» **Textauszug**:

.....

Eine Frau sitzt an einer Singer-Nähmaschine und näht.  © Wikimedia.

Die Näh­maschine

als Schulden­falle

Ratenkäufe sind oft der Einstieg in dauerhafte Verschuldung. Im 19. Jahrhundert schaffen sich Frauen Nähmaschinen auf Kredit an, um als Näherin arbeiten zu können. Sobald sie die Maschine in der Wohnung haben, stehen sie unter riesigem Arbeitsdruck. Trotzdem können viele die Raten nie abbezahlen.

.....

» **Vorliegende Daten**:
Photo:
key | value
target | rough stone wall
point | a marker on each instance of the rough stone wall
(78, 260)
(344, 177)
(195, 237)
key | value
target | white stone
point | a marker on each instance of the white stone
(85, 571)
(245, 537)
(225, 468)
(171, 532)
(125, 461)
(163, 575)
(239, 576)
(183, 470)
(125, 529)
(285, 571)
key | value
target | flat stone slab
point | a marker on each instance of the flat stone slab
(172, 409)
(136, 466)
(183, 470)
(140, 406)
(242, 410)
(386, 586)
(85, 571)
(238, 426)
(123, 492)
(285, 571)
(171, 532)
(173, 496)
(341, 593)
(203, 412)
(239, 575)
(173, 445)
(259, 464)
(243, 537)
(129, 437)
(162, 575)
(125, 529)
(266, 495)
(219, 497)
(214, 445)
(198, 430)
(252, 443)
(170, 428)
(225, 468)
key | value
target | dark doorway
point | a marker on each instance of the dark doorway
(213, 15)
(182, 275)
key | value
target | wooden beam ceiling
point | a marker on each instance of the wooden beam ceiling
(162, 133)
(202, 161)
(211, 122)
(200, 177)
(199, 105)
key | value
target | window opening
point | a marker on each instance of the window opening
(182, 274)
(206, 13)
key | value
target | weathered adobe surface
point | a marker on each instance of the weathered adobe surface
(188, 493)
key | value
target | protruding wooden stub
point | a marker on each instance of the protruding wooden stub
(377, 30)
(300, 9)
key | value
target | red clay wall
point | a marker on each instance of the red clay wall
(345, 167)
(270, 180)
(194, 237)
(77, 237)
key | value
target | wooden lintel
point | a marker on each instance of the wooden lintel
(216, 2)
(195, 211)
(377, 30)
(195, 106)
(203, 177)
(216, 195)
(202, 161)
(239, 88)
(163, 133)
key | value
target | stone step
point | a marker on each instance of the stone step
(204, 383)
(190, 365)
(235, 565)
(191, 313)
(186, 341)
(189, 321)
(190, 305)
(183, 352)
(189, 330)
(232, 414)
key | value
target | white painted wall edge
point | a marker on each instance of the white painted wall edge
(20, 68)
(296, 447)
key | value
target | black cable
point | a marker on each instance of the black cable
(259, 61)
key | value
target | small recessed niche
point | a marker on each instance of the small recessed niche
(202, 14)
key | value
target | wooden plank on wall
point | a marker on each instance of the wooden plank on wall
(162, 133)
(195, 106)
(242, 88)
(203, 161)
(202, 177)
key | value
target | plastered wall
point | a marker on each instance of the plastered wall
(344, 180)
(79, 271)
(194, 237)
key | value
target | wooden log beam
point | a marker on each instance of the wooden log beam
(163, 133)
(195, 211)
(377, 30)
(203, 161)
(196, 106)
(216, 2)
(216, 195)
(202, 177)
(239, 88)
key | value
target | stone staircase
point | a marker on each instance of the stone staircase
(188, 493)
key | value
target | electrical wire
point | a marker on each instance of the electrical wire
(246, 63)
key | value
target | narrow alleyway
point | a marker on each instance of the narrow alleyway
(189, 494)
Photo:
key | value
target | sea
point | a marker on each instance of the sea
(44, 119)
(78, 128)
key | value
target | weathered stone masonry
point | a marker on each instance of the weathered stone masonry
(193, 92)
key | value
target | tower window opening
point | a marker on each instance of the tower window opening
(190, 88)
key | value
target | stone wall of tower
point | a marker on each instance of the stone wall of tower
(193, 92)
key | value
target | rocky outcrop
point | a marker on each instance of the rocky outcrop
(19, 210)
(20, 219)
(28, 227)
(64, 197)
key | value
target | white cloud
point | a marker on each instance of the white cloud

.....

» **Aufgabenstellung**:
1. Wozu schaffen sich Frauen im 19. Jahrhundert laut dem Textauszug Nähmaschinen auf Kredit an?
2. Führe den Textauszug über die Nähmaschine als Schuldenfalle im Anschluss an seinen letzten Satz weiter.
Die Zeilen sind eigenständiges Material und gehören nicht zum Textauszug.

» **Endgültige Antworten**:
1. Um als Näherin arbeiten zu können.

2.
Basel, 1911: Als der Vater der siebzehnjährigen Anny Morf nach Hause kommt, ist er betrunken und gewalttätig: Er zerstört die Möbel in der gemeinsamen Wohnung und schlägt seine Tochter. Doch sogar in diesem Moment denkt Anny nicht daran, wegzurennen. Zuerst muss sie die Nähmaschine retten. „Ich hatte große Angst, er würde die Nähmaschine auch zerstören“, erzählt sie später. Denn die Nähmaschine von Singer ist teuer – und noch nicht abbezahlt.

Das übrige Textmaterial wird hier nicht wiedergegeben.